- _MATERIAL PROVIDED_:
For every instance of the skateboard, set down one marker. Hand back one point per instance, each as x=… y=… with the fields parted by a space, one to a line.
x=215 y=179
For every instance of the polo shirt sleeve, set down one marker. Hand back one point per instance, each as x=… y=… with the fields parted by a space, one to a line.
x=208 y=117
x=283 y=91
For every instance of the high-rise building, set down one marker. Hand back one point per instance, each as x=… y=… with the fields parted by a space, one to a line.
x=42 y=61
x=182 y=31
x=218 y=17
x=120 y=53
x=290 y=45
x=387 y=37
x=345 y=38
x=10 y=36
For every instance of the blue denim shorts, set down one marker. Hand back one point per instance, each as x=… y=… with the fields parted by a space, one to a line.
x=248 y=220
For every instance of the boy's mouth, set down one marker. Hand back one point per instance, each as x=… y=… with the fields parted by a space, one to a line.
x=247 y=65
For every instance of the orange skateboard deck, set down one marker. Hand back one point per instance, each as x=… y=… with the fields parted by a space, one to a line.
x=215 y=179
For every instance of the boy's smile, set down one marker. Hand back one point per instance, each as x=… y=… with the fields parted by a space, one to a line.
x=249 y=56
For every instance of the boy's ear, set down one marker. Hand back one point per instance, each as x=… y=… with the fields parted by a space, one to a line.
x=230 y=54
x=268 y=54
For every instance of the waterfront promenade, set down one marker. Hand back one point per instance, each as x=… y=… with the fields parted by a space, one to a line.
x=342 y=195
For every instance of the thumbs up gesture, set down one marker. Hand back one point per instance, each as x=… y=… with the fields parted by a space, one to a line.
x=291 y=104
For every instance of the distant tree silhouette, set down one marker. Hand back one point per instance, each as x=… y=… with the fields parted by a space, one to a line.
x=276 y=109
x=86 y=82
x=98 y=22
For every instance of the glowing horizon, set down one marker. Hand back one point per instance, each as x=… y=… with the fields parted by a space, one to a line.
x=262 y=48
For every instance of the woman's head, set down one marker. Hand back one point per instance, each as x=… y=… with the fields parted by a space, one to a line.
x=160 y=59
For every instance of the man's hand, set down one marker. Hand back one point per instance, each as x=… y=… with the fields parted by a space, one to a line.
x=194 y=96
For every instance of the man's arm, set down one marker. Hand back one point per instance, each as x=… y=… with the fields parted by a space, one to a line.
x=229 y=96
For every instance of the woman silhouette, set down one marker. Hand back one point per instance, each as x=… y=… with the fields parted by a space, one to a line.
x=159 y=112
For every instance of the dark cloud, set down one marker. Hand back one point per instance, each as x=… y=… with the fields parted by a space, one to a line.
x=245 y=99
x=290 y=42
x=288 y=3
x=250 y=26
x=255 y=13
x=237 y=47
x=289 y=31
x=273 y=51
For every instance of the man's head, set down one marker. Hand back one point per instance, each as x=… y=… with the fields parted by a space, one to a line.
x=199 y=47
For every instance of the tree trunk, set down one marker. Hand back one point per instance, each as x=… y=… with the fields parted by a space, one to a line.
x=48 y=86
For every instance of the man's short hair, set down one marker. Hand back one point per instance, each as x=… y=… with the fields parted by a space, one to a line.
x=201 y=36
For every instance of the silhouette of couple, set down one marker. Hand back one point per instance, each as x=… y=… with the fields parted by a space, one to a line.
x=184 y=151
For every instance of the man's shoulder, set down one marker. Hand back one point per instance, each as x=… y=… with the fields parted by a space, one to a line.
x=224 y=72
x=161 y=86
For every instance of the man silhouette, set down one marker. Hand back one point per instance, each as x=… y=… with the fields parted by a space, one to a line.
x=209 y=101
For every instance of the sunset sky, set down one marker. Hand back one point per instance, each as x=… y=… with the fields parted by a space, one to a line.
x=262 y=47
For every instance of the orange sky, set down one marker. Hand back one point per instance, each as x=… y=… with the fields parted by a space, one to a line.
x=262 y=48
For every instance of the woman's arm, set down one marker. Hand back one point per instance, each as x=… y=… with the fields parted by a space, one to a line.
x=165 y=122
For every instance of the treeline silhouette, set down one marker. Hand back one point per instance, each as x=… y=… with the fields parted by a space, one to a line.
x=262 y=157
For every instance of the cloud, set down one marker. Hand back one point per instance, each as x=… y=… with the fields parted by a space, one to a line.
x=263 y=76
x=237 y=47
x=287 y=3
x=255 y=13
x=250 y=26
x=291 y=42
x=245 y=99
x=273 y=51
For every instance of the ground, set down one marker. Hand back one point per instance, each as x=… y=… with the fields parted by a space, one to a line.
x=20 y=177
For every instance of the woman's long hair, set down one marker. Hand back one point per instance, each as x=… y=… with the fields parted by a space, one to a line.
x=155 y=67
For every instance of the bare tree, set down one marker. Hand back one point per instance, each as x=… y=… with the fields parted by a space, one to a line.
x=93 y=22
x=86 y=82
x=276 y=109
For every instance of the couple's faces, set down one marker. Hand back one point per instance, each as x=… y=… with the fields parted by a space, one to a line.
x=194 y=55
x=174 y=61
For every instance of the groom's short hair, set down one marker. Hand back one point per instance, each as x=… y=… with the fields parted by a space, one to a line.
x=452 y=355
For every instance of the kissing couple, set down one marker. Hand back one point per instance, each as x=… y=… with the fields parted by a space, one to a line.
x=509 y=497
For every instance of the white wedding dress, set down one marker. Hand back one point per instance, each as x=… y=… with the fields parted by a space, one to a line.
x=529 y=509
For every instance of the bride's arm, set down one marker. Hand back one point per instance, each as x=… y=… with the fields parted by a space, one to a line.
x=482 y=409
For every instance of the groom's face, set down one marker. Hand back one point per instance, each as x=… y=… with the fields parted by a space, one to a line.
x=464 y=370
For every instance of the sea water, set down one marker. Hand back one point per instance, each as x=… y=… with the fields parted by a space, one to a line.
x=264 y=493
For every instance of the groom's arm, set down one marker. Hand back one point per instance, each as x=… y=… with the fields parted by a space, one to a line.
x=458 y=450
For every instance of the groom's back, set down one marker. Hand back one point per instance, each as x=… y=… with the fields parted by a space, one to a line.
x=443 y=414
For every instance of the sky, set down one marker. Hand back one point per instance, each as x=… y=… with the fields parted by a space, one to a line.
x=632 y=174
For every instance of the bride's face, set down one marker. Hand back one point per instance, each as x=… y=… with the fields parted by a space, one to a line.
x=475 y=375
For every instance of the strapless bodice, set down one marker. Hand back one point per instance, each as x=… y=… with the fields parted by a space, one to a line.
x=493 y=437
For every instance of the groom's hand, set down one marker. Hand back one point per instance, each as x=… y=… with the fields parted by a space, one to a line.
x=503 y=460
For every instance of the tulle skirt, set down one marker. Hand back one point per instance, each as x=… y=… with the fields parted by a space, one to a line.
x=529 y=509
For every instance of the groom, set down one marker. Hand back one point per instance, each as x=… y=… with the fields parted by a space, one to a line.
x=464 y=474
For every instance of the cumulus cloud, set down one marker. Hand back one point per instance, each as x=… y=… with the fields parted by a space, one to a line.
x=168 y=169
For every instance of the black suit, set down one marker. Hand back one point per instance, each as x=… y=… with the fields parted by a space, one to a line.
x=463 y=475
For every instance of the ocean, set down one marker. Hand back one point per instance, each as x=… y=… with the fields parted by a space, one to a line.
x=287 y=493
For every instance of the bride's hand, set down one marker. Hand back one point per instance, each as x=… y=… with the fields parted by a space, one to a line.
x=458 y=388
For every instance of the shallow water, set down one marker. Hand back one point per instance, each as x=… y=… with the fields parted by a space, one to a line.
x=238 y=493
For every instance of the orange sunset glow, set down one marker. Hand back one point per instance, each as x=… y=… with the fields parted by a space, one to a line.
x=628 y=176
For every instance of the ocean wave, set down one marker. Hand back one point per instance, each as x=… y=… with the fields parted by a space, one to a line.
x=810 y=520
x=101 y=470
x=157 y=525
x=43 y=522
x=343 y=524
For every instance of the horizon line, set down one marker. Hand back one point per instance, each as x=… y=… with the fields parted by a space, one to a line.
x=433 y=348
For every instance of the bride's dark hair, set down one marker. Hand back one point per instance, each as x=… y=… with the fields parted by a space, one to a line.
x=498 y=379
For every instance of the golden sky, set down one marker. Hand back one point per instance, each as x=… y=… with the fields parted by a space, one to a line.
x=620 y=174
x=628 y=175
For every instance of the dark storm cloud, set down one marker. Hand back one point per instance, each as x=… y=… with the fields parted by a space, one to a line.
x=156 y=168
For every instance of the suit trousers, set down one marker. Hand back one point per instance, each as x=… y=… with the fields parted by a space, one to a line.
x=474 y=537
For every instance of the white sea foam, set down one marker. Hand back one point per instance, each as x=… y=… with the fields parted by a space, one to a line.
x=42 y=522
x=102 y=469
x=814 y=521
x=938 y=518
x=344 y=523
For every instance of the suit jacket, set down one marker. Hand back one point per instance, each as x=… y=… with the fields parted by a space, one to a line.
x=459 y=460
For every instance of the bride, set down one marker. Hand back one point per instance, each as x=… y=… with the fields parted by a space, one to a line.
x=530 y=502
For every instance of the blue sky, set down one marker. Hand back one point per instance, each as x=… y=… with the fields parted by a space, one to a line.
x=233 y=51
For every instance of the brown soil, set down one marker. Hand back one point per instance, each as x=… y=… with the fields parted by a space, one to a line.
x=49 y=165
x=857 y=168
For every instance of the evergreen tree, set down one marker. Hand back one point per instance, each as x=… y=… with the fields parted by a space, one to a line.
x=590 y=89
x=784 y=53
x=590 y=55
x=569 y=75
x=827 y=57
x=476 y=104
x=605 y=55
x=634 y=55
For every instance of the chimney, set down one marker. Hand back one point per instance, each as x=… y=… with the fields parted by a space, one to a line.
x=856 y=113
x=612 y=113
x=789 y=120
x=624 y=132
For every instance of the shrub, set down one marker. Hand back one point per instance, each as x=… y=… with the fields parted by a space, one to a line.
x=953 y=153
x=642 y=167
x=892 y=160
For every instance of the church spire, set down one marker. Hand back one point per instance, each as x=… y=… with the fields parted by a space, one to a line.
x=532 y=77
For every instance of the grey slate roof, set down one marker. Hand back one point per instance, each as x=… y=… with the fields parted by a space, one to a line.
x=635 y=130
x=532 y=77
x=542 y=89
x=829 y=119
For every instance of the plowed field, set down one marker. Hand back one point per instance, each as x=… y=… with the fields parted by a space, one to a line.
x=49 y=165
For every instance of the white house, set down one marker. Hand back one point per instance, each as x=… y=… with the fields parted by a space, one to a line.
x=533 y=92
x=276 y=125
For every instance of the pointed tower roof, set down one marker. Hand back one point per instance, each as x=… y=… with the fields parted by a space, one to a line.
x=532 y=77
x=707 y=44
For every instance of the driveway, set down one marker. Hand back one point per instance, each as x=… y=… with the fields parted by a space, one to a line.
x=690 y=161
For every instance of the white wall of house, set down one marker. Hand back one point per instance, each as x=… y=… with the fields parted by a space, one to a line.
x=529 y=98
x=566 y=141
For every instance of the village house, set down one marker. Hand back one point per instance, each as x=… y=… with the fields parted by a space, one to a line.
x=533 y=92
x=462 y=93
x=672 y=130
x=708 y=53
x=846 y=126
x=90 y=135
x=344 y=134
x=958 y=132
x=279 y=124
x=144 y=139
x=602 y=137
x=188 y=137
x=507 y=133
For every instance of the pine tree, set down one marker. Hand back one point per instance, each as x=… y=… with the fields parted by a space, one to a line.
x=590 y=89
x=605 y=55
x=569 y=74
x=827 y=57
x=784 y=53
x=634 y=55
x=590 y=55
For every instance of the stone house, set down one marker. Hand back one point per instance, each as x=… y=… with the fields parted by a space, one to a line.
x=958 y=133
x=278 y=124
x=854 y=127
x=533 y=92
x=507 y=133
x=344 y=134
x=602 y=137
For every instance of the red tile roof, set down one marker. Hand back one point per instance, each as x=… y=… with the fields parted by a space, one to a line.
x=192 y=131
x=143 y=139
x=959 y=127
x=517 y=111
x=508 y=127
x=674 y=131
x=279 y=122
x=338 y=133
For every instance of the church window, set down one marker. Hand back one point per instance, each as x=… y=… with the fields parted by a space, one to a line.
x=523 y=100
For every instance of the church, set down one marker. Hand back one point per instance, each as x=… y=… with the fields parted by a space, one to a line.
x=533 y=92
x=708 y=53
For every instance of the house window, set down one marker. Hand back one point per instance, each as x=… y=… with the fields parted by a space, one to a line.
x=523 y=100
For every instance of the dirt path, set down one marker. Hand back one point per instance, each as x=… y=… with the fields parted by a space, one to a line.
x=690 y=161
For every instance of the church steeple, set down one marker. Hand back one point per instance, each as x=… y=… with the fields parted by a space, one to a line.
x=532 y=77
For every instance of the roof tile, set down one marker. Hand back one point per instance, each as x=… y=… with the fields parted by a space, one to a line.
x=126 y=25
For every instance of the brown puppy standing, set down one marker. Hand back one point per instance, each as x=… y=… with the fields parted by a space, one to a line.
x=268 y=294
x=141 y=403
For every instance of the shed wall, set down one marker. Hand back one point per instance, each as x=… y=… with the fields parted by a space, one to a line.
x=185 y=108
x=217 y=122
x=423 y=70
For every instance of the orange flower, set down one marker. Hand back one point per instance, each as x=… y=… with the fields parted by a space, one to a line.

- _THE REQUEST_:
Reproduce the lines from the line with "For every instance of the house" to the line with "x=141 y=403", substituting "gravel road" for "dirt path" and leaving everything else unchanged.

- _ANSWER TO THIS TASK_:
For every instance of the house window, set down one marker. Hand back one point per instance, each as x=… y=… with the fields parted by a space, one to a line.
x=523 y=100
For every instance of the gravel road, set down one marker. Hand back one point per instance, each as x=… y=… with the fields parted by a space, one to a line.
x=690 y=161
For every instance of the church steeple, set down one marker. Hand back one point per instance, each as x=… y=… with the fields parted by a space, one to a line.
x=532 y=77
For every instance of the roof tile, set down one marker. Hand back one point per instance, each as x=… y=… with the fields parted by a space, one to a line.
x=126 y=25
For every instance of the brown puppy standing, set down one marker. Hand back one point per instance, each as x=… y=… with the fields parted by a space, one to a line.
x=268 y=294
x=141 y=403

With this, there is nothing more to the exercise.